OBJECTIVE - Print all entries word for word.

Records from a data source:
________________________
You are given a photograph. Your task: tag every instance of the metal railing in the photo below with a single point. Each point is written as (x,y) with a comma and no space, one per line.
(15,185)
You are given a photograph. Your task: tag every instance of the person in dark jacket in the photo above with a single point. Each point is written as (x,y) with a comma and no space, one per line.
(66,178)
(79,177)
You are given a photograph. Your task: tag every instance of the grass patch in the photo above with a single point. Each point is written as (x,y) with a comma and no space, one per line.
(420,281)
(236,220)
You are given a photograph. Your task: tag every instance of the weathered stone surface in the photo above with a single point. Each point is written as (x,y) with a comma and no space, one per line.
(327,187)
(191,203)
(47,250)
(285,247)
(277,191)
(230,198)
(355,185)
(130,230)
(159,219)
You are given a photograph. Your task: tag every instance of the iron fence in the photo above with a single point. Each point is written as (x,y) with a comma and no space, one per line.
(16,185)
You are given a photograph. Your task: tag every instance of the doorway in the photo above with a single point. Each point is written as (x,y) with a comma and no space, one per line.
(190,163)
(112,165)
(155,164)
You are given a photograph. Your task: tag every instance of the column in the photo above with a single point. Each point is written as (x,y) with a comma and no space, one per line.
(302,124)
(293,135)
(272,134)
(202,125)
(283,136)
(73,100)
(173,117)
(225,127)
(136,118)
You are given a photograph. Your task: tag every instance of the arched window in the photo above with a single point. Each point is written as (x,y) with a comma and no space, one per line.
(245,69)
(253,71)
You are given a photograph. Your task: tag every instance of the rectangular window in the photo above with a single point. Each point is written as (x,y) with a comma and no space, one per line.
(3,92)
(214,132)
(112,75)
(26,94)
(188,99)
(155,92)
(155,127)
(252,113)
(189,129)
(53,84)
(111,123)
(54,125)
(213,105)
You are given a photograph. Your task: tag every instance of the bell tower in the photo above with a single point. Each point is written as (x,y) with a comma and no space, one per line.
________________________
ANSWER FOR THE TASK -
You are given a photograph. Your task: tag every instance of the metal railing in the photo below with a single point. Each point is written as (x,y) with a comma and no space, one per line.
(15,185)
You are given a photograph. Your task: tag every instance of the person in dark jacket in the photo above with a single point. Each point is written as (x,y) with a comma and no space, one per line.
(66,178)
(79,177)
You are given a photograph. Your task: tag every instance of the grass patch in the photo above with a single point. Each point is written as (x,y) with a comma and no space, one per line.
(420,281)
(236,220)
You are given a photograph. Your task: tag every instance of the weathered stone surface in the photo above with a single point. Each point is written as (x,y) with a comma and no space, one per line.
(327,187)
(191,203)
(47,250)
(285,247)
(277,191)
(230,198)
(355,185)
(130,230)
(159,219)
You are given a photograph. Your task: tag every instance of the iron fence in the photo above with a single point. Each point is written as (x,y) with a comma and no space, one per line.
(16,185)
You are given a photograph. Your task: tag every instance of the doorway in the photo above with a single point. Each point is written as (x,y) with a comma and no space, one per line.
(190,163)
(112,165)
(155,164)
You are given a photograph. Your task: tag every instance of the column in the photo above with a single point. Each point is written as (x,y) with a comma and no space, one per line.
(302,124)
(293,135)
(272,134)
(202,125)
(283,136)
(73,100)
(173,117)
(225,127)
(136,118)
You are given a photograph. Your task: tag every instance of the arched window in the photo above with a single point. Each point is written as (x,y) with a comma and no space, one per line.
(245,69)
(253,71)
You are given a photograph. Your task: tag every instance of the rectangular window in the photo above with a single point. Each point is written as (x,y) with a comma and no space, one per line.
(3,92)
(214,132)
(112,75)
(26,94)
(188,99)
(155,92)
(155,127)
(252,113)
(189,129)
(53,84)
(111,123)
(54,125)
(213,105)
You are given a photograph. Your task: tag every instance of the bell tower in the photo above with a single point. Each point is written as (x,y) with a comma and no space, one per line.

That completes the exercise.